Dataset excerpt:
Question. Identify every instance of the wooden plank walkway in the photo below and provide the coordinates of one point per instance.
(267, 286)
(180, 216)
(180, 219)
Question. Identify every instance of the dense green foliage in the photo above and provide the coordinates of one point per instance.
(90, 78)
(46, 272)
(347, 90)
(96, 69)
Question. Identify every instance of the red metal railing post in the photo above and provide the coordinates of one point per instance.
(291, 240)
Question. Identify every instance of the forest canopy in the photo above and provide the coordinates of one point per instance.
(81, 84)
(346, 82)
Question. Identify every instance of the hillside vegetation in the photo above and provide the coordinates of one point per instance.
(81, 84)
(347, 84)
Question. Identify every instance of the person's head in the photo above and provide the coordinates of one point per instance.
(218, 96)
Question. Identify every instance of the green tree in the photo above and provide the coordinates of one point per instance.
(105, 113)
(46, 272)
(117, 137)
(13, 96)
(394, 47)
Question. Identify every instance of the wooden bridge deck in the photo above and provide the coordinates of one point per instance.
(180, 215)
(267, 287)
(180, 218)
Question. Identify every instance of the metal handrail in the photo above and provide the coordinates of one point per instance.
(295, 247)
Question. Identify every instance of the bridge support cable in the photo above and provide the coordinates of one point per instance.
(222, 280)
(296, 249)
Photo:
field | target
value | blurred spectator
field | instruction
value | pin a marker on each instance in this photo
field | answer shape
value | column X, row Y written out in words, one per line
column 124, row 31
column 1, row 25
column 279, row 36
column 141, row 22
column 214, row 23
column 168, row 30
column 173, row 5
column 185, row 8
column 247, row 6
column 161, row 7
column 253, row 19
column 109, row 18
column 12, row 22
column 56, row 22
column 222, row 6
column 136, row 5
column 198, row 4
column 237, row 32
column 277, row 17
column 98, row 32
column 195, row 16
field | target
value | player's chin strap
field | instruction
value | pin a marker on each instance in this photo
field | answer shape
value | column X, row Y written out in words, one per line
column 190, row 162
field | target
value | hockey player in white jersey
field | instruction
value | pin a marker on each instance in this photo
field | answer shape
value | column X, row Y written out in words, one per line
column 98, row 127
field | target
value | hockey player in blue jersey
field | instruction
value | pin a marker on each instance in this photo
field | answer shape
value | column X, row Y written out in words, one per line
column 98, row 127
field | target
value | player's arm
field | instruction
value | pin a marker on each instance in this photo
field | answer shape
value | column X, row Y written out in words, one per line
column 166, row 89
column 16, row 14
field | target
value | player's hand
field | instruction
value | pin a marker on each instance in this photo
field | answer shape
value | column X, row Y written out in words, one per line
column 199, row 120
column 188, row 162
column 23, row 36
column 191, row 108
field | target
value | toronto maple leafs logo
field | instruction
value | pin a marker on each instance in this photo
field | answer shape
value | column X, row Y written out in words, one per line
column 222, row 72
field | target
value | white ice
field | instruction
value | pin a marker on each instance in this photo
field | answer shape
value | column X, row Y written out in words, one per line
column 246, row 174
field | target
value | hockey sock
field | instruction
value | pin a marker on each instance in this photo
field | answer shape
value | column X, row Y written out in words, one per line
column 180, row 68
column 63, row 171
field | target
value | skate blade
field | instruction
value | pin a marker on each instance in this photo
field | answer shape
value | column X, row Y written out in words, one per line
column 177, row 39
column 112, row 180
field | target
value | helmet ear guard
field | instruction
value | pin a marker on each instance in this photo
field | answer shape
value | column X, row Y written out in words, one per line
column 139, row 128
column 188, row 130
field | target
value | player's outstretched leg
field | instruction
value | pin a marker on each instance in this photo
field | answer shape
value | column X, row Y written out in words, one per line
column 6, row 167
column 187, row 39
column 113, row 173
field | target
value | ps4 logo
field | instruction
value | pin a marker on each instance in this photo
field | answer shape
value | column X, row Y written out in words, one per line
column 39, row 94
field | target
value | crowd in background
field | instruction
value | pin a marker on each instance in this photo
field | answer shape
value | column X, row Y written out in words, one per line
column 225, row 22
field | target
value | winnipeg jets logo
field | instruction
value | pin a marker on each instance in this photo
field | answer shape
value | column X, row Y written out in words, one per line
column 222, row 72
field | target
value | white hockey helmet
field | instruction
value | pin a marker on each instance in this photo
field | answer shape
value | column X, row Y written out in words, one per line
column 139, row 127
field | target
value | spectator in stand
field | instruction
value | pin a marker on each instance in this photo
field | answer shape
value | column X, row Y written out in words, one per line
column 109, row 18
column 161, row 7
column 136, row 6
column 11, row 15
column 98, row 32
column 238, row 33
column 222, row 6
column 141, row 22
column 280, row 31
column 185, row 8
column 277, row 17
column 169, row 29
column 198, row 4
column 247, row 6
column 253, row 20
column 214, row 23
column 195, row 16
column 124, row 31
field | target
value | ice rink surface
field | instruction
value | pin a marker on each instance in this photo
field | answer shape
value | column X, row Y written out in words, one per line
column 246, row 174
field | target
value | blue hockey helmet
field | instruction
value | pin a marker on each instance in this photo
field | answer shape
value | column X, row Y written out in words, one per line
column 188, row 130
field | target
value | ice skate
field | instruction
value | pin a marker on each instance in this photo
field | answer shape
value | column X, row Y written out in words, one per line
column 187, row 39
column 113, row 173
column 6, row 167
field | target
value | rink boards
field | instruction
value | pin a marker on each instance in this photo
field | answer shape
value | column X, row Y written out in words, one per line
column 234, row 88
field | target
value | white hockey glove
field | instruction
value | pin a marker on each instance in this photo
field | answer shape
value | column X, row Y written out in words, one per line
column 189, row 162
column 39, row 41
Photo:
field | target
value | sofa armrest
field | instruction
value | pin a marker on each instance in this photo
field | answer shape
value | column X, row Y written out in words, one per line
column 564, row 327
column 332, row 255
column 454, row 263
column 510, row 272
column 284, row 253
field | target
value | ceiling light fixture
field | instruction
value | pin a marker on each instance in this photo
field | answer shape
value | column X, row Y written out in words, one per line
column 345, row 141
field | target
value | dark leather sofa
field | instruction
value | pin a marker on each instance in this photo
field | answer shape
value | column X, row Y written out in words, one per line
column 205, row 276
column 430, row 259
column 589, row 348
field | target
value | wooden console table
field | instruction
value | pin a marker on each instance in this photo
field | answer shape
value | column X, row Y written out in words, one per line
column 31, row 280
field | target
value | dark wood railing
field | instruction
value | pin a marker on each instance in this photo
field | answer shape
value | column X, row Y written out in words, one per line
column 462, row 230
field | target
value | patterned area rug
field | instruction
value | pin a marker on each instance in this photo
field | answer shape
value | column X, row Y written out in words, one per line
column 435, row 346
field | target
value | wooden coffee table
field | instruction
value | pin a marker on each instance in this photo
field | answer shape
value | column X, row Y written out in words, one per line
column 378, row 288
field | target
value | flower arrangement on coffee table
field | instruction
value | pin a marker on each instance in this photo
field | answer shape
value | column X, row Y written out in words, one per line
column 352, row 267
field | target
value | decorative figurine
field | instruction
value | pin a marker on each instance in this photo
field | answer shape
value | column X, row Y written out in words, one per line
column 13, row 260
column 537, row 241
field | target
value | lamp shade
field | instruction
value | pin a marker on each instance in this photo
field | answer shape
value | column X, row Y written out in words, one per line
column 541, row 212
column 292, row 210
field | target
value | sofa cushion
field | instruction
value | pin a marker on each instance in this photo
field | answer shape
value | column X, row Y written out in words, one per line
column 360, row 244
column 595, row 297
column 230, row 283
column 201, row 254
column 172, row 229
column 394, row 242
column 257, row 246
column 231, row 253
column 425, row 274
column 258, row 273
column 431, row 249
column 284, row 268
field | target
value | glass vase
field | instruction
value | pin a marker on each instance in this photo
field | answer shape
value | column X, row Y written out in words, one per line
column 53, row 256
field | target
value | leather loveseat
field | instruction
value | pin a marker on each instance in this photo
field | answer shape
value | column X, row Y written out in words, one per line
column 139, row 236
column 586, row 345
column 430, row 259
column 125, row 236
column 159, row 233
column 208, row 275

---

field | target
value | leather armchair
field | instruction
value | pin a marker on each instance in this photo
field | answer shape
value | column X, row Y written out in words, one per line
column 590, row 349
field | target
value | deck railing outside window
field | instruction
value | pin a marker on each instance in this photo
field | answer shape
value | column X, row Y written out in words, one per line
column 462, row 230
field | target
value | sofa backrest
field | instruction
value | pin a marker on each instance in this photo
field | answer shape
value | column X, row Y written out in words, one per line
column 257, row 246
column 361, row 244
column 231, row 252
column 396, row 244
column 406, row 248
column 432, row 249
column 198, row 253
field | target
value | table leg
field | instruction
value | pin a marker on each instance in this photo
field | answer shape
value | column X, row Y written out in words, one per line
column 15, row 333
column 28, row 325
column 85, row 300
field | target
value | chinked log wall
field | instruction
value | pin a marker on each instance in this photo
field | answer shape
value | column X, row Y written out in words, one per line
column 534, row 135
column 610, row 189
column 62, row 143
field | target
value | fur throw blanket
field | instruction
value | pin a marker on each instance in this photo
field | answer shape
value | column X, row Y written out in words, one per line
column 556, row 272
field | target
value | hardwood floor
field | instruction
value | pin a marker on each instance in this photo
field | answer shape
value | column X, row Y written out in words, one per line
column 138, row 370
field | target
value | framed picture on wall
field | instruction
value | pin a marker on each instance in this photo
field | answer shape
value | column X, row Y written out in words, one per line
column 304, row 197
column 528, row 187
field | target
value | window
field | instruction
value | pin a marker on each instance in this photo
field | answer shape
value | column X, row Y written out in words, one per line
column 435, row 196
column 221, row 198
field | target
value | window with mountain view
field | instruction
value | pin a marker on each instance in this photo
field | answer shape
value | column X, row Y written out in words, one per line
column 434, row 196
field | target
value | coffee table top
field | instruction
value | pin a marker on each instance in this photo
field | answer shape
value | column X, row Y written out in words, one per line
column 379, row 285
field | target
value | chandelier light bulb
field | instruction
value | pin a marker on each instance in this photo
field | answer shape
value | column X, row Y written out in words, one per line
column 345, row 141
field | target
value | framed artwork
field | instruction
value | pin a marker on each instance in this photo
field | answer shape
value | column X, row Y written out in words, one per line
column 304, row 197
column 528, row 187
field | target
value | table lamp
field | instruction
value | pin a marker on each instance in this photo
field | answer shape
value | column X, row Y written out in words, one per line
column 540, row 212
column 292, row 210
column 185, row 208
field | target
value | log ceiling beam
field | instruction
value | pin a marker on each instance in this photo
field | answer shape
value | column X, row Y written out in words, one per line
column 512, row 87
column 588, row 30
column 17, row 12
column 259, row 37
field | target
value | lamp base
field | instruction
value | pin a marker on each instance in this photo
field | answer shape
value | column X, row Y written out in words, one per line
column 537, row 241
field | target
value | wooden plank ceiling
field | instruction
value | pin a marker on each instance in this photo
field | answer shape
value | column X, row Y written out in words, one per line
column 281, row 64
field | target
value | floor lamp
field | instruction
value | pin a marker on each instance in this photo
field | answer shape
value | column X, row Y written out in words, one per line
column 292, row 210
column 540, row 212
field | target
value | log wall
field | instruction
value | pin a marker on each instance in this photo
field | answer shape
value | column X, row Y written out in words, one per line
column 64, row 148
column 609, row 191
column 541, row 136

--

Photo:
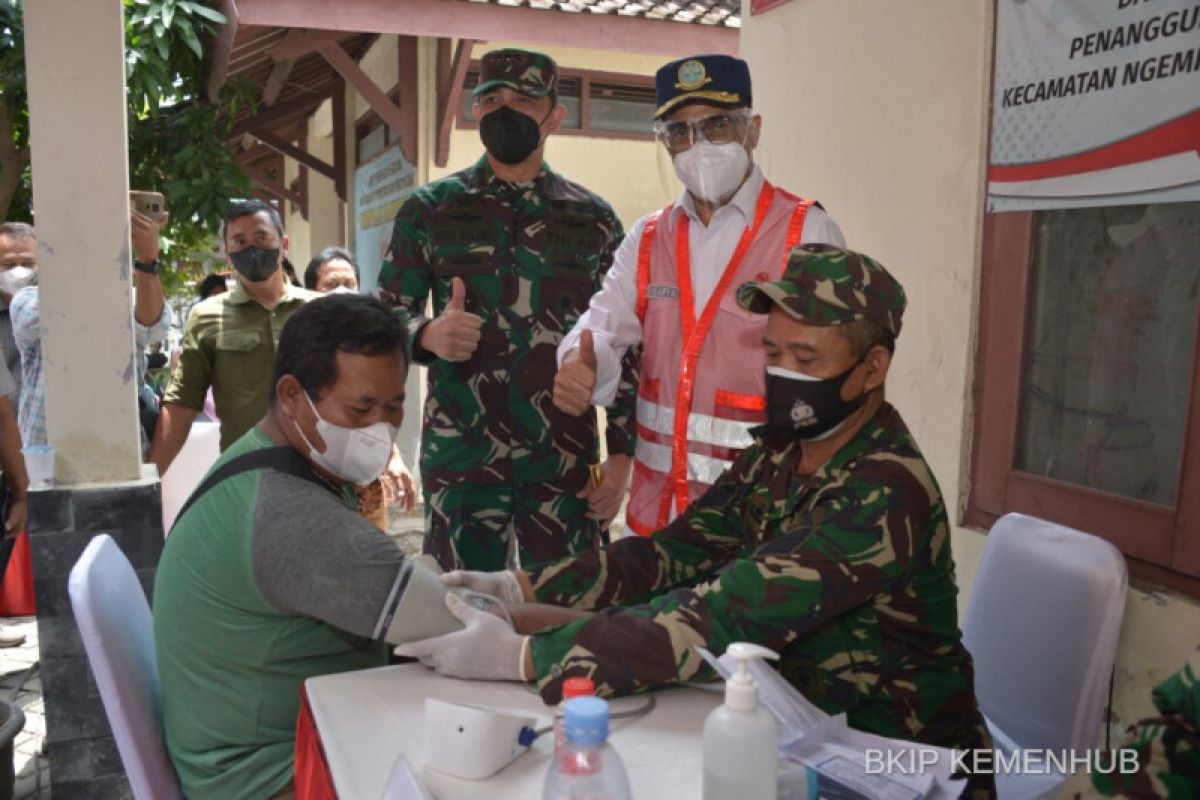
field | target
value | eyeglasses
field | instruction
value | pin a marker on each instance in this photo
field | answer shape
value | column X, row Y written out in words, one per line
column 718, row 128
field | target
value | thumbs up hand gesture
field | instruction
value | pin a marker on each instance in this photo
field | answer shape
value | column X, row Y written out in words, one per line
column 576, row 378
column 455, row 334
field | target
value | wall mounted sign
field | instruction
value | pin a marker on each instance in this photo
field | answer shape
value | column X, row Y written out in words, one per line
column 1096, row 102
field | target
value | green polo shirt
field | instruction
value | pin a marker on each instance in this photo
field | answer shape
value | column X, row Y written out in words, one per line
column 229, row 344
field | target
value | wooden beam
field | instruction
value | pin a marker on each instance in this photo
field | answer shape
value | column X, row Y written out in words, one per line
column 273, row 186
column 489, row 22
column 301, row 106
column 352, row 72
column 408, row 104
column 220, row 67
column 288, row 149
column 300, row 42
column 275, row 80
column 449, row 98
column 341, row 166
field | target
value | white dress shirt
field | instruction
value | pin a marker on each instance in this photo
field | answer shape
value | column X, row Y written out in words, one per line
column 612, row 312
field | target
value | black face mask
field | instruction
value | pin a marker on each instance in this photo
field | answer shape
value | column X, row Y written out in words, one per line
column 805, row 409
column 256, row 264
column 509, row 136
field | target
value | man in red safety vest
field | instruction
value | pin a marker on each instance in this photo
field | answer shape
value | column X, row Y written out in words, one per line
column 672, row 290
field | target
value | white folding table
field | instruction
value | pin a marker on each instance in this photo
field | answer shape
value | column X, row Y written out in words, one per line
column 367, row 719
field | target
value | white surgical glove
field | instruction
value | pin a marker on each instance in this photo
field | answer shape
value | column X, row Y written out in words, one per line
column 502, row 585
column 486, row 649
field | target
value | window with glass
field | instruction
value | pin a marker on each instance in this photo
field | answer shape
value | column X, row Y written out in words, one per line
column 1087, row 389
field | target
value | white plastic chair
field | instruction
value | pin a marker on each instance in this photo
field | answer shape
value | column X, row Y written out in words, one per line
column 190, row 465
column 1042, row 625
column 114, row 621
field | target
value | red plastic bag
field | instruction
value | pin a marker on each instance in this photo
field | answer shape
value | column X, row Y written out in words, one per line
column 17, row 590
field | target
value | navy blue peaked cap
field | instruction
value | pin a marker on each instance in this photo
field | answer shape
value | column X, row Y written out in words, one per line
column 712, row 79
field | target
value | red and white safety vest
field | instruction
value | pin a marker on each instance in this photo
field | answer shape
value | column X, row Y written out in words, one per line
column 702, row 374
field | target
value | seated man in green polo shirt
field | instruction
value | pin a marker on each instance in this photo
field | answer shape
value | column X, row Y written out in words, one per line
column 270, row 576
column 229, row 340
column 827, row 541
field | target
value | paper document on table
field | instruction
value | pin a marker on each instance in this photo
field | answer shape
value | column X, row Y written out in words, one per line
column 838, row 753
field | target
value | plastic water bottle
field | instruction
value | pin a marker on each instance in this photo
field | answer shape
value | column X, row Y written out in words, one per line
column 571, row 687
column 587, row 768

#### Set task:
Pull out each line of the entries above that contains the word "coffee". Match case exactly.

#### Response:
value | wooden coffee table
value | flower arrangement on coffee table
value | coffee table top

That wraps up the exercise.